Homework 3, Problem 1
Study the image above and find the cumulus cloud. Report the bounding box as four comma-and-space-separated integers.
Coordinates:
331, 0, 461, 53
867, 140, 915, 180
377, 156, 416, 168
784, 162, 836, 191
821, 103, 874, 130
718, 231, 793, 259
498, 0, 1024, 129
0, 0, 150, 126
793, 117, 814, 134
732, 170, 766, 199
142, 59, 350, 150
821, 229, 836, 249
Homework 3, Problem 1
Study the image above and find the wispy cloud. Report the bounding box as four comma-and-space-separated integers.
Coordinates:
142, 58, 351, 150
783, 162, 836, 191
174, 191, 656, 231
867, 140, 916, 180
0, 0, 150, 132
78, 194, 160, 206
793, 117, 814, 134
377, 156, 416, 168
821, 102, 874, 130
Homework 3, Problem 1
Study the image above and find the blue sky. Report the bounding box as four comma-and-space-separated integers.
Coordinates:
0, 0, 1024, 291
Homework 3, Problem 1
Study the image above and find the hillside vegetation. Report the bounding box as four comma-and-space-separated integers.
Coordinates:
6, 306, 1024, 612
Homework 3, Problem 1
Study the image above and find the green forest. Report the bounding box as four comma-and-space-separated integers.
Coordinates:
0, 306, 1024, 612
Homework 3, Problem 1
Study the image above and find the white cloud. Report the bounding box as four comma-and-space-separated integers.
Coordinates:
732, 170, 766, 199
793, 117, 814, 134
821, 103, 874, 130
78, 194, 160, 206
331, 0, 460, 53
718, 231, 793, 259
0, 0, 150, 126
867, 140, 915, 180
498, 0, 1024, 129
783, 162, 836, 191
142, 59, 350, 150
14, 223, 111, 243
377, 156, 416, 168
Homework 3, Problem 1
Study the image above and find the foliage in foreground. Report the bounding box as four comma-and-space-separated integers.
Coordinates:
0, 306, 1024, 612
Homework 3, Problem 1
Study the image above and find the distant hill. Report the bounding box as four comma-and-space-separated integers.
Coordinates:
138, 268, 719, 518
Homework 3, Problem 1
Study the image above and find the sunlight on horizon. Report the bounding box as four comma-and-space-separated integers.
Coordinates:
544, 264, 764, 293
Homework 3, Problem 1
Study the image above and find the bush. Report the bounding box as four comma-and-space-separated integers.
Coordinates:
· · · ·
→ Problem requirements:
Rewrite the material above as a numbered list, from its first line through the line containing "821, 102, 874, 130", and leave out any blank lines.

→ Complete response:
1. Homework 3, Problem 1
2. Study the image above and find the cumulus cloud. Report the bounding box as four comma-and-space-separated integers.
3. Coordinates:
4. 331, 0, 461, 53
5. 867, 140, 915, 180
6. 377, 156, 416, 168
7. 784, 162, 836, 191
8. 821, 103, 874, 130
9. 718, 231, 793, 259
10. 498, 0, 1024, 129
11. 0, 0, 150, 126
12. 793, 117, 814, 134
13. 732, 170, 766, 199
14. 142, 59, 350, 150
15. 821, 229, 836, 249
16. Homework 3, Problem 1
17. Study the image above and find the wispy cloud. Report the bounding box as four comma-and-space-separated integers.
18. Coordinates:
19. 142, 58, 351, 150
20. 783, 162, 836, 191
21. 174, 191, 656, 231
22. 867, 140, 916, 180
23. 0, 0, 150, 132
24. 78, 194, 160, 206
25. 793, 117, 814, 134
26. 377, 156, 416, 168
27. 821, 102, 874, 130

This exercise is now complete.